- Exercise requirements:
Lay out every line of the listing below as a Markdown table with the columns Row and Line, skipping blank lines.

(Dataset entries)
———

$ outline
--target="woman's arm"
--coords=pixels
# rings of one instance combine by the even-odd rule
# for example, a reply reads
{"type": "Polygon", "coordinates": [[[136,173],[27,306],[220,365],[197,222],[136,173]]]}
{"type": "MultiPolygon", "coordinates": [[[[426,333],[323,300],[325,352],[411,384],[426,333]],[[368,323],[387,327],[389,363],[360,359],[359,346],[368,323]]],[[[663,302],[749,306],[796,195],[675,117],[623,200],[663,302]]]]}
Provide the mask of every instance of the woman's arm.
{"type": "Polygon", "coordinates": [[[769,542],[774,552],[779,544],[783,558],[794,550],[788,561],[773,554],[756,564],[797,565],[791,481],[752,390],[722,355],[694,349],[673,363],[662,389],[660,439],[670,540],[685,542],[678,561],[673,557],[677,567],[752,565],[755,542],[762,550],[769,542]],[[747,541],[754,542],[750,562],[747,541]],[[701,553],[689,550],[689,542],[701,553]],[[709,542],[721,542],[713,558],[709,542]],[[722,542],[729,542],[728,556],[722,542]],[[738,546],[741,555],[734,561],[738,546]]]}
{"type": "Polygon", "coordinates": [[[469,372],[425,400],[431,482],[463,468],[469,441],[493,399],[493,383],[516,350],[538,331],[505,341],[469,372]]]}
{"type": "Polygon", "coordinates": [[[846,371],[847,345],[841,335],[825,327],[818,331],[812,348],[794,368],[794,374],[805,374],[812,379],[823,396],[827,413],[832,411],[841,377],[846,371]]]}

———

- Task result:
| Row | Line |
|---|---|
| 1 | $ outline |
| 2 | --target="woman's arm" |
| 3 | --coords=pixels |
| 4 | # rings of one instance combine by the even-odd rule |
| 5 | # for example, a reply reads |
| 6 | {"type": "Polygon", "coordinates": [[[136,173],[27,306],[220,365],[197,222],[136,173]]]} |
| 7 | {"type": "MultiPolygon", "coordinates": [[[[426,333],[323,300],[325,352],[411,384],[426,333]],[[368,323],[387,327],[389,363],[360,359],[359,346],[368,323]]],[[[663,302],[749,306],[796,195],[675,117],[623,200],[663,302]]]]} |
| 8 | Provide the mask of every instance of the woman's arm. |
| 9 | {"type": "Polygon", "coordinates": [[[769,542],[774,552],[779,544],[783,558],[794,550],[788,561],[773,554],[756,564],[797,565],[791,481],[752,390],[722,355],[694,349],[673,363],[662,389],[660,439],[670,540],[685,542],[678,561],[673,557],[677,567],[752,565],[755,542],[762,550],[769,542]],[[747,541],[754,542],[750,562],[747,541]],[[701,553],[689,550],[689,542],[701,553]],[[709,542],[721,542],[713,558],[709,542]],[[722,542],[729,542],[728,556],[722,542]],[[738,546],[741,555],[734,561],[738,546]]]} |
| 10 | {"type": "Polygon", "coordinates": [[[469,372],[425,400],[431,482],[463,468],[469,441],[493,399],[493,383],[516,350],[538,331],[505,341],[469,372]]]} |
| 11 | {"type": "Polygon", "coordinates": [[[846,371],[847,345],[841,335],[825,327],[818,331],[812,348],[794,368],[794,374],[805,374],[812,379],[823,396],[827,413],[832,411],[841,377],[846,371]]]} |